The task »
Rewrite every record with "person walking" switched to "pedestrian", and leave all other text unchanged.

-- Begin Provided information --

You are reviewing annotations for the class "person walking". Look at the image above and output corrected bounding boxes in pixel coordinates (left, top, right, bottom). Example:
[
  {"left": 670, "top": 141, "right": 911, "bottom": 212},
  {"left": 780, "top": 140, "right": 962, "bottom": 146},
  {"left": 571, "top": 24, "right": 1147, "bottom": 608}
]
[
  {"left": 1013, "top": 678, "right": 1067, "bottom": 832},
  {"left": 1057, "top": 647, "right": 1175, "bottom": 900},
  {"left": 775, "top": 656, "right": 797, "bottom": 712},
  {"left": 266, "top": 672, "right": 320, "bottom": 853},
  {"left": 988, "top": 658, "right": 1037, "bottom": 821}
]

-- End Provided information --

Worked answer »
You are reviewing annotations for the class "pedestrian". Look at the image above and output corrected bounding boxes in pixel coordinates (left, top, right, bottom). Example:
[
  {"left": 670, "top": 141, "right": 911, "bottom": 212},
  {"left": 780, "top": 140, "right": 962, "bottom": 146},
  {"left": 571, "top": 24, "right": 1147, "bottom": 608}
]
[
  {"left": 1013, "top": 678, "right": 1067, "bottom": 832},
  {"left": 1057, "top": 647, "right": 1175, "bottom": 900},
  {"left": 775, "top": 656, "right": 797, "bottom": 712},
  {"left": 266, "top": 672, "right": 320, "bottom": 853},
  {"left": 988, "top": 658, "right": 1037, "bottom": 821}
]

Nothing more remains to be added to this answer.